What you have to do: Only the lines from the one containing "Please put a point on the open" to the end of the entries should be written out, each exactly as it stands, both ends included.
· · · · · · ·
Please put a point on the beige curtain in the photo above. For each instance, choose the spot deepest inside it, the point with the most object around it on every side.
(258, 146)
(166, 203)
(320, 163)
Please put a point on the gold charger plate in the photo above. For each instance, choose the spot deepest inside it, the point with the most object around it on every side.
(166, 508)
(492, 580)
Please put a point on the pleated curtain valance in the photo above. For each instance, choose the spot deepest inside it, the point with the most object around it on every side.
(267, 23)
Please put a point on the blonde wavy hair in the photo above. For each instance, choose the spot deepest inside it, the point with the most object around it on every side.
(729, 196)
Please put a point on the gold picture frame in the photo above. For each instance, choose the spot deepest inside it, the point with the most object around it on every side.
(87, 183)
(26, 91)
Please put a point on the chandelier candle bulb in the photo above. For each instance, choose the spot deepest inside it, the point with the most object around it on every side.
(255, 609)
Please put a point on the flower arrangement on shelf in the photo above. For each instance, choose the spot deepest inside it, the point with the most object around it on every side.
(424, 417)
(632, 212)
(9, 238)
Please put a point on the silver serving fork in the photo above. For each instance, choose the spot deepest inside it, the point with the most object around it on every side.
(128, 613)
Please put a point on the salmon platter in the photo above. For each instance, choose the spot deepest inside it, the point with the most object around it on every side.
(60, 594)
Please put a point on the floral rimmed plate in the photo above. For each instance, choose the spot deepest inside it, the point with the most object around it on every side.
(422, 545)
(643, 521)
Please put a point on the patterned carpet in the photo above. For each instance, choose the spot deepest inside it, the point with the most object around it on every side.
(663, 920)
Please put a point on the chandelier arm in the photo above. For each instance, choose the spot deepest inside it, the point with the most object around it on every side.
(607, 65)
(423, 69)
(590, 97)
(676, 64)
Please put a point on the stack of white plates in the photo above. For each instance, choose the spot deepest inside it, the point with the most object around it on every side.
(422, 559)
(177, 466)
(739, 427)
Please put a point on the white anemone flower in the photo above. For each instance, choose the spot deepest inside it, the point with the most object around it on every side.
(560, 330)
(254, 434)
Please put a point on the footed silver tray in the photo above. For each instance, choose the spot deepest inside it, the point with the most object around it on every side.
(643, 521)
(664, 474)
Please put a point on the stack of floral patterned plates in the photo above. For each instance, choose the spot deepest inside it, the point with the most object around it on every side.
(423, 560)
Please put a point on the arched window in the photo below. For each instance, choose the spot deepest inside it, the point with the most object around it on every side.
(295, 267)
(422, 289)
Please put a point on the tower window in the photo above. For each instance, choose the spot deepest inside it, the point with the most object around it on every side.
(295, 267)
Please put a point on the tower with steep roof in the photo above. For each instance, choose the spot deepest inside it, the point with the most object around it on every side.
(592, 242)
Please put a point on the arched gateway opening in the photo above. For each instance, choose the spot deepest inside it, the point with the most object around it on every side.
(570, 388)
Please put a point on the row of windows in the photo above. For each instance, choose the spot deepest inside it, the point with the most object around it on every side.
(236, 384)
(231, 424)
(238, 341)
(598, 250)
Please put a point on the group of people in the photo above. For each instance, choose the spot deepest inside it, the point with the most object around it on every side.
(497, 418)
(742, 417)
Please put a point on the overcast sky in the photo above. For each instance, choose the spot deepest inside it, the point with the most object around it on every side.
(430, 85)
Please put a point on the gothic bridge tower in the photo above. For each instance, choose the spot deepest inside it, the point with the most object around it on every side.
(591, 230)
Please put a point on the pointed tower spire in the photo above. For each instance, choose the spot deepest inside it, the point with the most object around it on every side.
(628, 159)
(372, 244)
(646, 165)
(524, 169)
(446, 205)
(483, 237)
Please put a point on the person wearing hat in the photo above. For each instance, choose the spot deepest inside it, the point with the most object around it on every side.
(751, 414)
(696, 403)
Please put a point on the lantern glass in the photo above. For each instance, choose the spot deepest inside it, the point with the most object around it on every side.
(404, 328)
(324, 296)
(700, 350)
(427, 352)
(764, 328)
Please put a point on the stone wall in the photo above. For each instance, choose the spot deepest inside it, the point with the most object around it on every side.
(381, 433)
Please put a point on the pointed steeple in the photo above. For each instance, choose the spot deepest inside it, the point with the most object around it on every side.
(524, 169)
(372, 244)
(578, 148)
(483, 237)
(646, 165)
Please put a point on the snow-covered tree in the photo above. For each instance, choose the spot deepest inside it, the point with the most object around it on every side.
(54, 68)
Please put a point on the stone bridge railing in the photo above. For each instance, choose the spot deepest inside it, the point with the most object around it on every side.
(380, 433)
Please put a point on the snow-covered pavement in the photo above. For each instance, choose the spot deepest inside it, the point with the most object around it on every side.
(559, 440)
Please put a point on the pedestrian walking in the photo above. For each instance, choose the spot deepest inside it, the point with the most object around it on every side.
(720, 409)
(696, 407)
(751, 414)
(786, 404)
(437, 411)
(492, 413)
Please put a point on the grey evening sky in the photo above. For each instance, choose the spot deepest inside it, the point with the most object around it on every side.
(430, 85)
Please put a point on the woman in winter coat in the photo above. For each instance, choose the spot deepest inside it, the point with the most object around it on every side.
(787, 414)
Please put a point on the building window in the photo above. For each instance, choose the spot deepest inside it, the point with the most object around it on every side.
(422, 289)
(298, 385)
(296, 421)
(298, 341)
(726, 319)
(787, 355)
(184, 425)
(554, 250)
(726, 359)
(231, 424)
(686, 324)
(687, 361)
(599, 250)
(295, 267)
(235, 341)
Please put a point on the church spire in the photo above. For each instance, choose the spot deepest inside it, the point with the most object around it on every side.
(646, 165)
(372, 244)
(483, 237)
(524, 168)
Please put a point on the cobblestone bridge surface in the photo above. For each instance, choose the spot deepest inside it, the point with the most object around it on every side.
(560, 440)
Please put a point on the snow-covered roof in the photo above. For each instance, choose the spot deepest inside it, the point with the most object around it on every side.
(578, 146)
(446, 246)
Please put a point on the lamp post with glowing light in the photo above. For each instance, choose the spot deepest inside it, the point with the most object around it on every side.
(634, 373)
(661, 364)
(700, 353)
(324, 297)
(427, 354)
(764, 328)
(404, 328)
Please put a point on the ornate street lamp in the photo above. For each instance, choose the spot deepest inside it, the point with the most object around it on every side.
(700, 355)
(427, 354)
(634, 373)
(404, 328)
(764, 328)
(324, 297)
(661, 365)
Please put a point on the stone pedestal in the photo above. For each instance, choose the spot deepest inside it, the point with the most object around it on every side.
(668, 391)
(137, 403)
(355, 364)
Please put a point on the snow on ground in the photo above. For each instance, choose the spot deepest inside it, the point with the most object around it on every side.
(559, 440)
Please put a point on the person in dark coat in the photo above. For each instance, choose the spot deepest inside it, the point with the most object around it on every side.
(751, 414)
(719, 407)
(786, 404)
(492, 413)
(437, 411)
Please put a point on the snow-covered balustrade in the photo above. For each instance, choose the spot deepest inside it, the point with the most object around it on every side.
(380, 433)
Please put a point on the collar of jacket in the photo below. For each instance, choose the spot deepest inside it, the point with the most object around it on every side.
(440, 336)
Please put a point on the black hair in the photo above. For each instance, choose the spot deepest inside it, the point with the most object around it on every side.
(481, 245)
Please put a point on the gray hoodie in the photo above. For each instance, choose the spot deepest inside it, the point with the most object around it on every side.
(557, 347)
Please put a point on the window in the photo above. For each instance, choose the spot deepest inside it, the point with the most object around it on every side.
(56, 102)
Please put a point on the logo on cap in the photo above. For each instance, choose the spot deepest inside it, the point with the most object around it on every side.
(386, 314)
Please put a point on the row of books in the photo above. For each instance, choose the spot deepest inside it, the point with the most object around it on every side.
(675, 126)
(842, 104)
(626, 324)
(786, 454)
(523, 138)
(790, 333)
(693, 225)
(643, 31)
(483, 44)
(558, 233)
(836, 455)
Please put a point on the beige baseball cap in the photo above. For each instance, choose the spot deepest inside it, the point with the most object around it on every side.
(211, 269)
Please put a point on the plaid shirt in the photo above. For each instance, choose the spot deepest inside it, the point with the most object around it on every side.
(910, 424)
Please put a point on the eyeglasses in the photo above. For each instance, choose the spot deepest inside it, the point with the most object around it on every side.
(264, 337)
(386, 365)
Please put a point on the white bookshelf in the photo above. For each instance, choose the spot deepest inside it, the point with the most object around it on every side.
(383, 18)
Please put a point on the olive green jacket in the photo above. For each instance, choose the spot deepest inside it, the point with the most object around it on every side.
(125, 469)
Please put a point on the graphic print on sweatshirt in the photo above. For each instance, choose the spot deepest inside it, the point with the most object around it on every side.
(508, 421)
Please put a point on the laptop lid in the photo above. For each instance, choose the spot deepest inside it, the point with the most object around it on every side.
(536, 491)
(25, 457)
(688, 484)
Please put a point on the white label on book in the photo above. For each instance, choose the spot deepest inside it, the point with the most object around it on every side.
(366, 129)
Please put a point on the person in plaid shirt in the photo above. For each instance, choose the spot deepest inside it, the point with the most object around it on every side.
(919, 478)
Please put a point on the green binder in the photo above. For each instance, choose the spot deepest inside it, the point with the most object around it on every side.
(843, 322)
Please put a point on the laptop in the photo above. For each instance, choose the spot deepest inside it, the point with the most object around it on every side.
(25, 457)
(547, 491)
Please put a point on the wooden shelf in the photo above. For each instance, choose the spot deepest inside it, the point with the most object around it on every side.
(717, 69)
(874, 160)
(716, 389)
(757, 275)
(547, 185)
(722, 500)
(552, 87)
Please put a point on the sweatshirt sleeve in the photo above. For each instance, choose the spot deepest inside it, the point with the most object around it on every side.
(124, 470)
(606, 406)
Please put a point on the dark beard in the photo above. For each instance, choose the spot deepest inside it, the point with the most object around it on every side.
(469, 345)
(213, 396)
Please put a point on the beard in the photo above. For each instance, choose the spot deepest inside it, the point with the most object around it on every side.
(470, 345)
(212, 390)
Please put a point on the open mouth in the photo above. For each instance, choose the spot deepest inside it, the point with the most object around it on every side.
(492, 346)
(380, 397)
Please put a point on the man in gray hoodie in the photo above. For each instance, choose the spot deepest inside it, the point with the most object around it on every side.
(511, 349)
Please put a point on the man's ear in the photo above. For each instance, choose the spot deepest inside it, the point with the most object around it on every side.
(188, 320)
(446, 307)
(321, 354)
· · · · · · ·
Written solution:
Please put a point on the open mouth in the photo above. For each instance, choose the spot deepest inside it, the point with the most object around it on every side.
(492, 346)
(380, 397)
Please put a point on the man in gray hoodie in the photo above. For each instance, choose the spot deepest inside it, the point with the most object around it on every side.
(511, 349)
Please put a point on the man's ear in the photo above. For each instance, choose the spot deepest inside it, the point with the most object around it on every side.
(188, 320)
(446, 307)
(321, 354)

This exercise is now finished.